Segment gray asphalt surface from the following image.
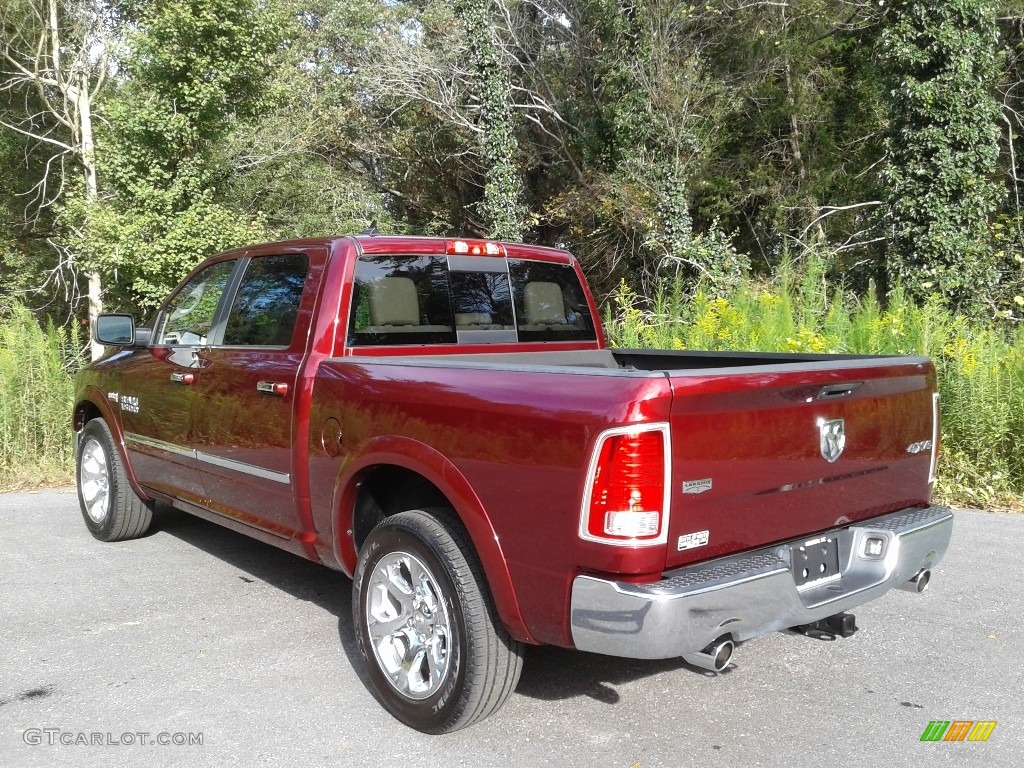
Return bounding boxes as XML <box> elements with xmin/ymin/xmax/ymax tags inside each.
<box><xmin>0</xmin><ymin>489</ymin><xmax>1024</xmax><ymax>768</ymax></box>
-*-*-
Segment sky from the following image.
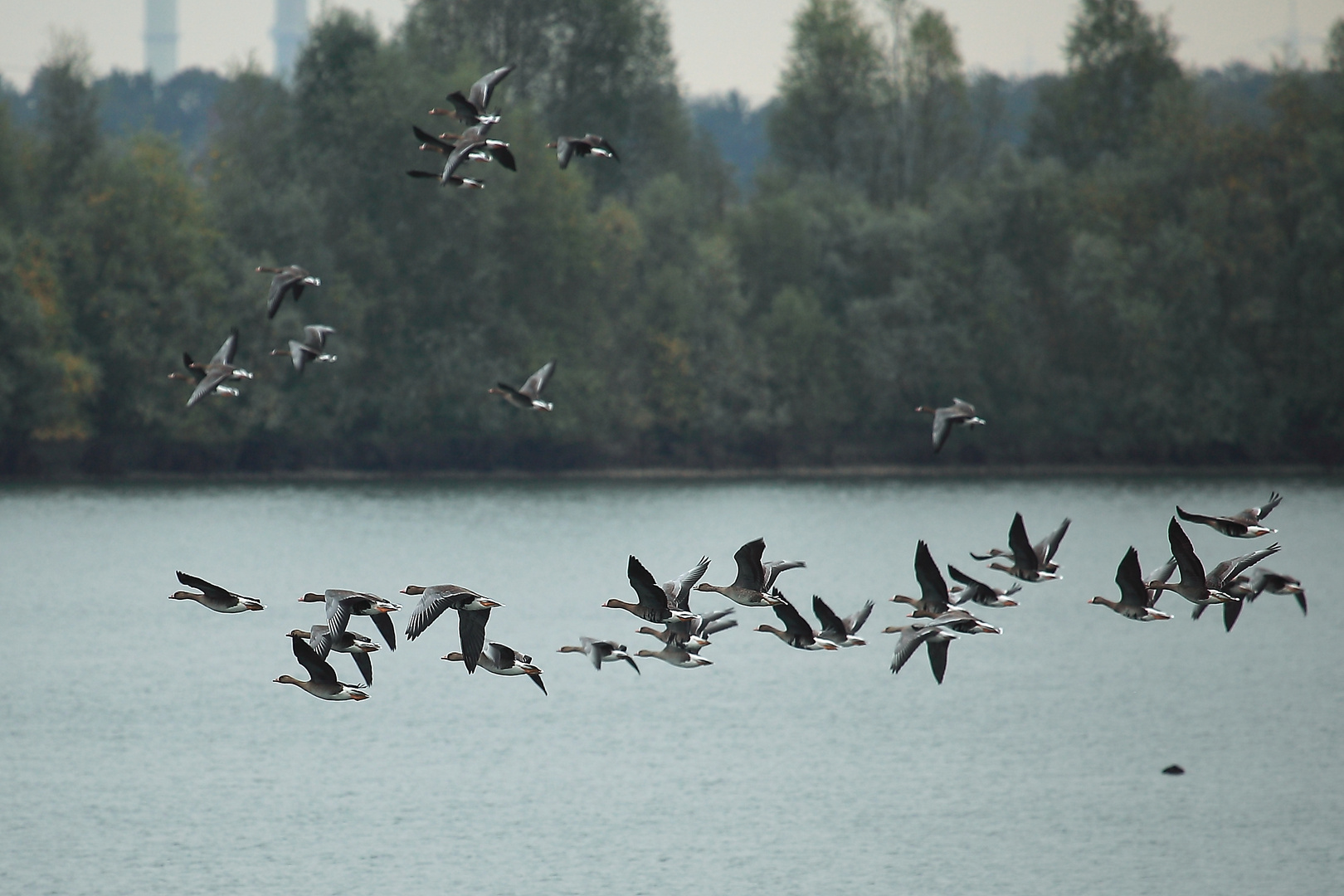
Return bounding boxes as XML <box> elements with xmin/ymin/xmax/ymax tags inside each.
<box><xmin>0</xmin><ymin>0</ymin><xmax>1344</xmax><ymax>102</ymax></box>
-*-*-
### TASK OBJECTIVE
Count the lines in the records above that contain the string "xmin". Reply with the number alone.

### FINISHED ANSWER
4